* **Work to be completed**: Transcribe the part of the passage on impatience and listening that starts at "What does this" and ends at "that is reverie.", word for word.

Provided passage Start Marker

Impatience is essential to the “program for success in American life.” To that extent, it is extremely self-centered. A success-seeker has limited time to achieve his own goals; woe to anyone who impedes that pursuit. Success-seekers just do not have time to consider what other people might think. They rush from one goal to the next, snarling at anyone who slows their progress. That is also the reason why no one listens in American society. To truly listen to someone, you must stop what you are doing, focus on another person’s words and genuinely attempt to grasp what they say. That requires patience. It also requires some degree of compassion for the other person. As we have seen, however, the success-seeker looks upon other people as potential impediments to victory, not as individuals to be respected. For that reason, it should hardly surprise us that no one listens. You can try to explain your problems to a bill collector. You can say you have no money and your house burned down. You can say your mother died and you have no way to pay the bill. You can even say you have zero dollars in your bank account. To that, the bill collector will say: “How would you like to make payment? By cash, check or Master Charge?”

Impatience has everything to do with many Americans’ inability to listen. True, some people are paid to listen, such as doctors, psychiatrists, therapists and even lawyers. But even then, listening becomes a professional exercise rather than an exercise in humanity. “Professional listeners” listen for key phrases and magic words that involve their professional expertise; they are not listening because they really want to. They are listening because it is their job to listen. Yet if you truly care about a person, you will stop and truly attempt to understand their problems whether or not you are paid for it. You want to know what they are enduring because you care. But how often does this really happen? Family members and close friends listen; everyone else does not. How often have acquaintances told you their names? How often have they mentioned that their cousin’s brother-in-law is sick and needs help? How often have they mentioned that their mother lives in Akron and that they are planning on flying to Tuscon for Christmas? You don’t remember, do you? Why? Because you weren’t listening; you didn’t really care. You had more important things to worry about at the time.

What does this all show? It shows that humanity has little place in the “program for success in American life.” After all, to achieve self-centered goals, it is difficult to be patient. Without patience, it is difficult to truly listen to other people. Without listening to other people, it is impossible to truly understand their problems. Success-seekers rush through life, blaming others for impeding their victory. They do not listen. When they win, they relish the selfish joy that comes from individual success. When they lose, they curse the world and look for pity. But no one will listen to them, either: Who has time for that?

If people just slowed down a little bit and stopped thinking about winning the race, we might inhabit a better world. But that is reverie.

Provided passage End Marker
Dataset Start Marker

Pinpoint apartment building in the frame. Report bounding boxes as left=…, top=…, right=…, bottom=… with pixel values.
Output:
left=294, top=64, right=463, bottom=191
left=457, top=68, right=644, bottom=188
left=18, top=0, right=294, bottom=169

Dataset End Marker

* **Reply**:
What does this all show? It shows that humanity has little place in the “program for success in American life.” After all, to achieve self-centered goals, it is difficult to be patient. Without patience, it is difficult to truly listen to other people. Without listening to other people, it is impossible to truly understand their problems. Success-seekers rush through life, blaming others for impeding their victory. They do not listen. When they win, they relish the selfish joy that comes from individual success. When they lose, they curse the world and look for pity. But no one will listen to them, either: Who has time for that?

If people just slowed down a little bit and stopped thinking about winning the race, we might inhabit a better world. But that is reverie.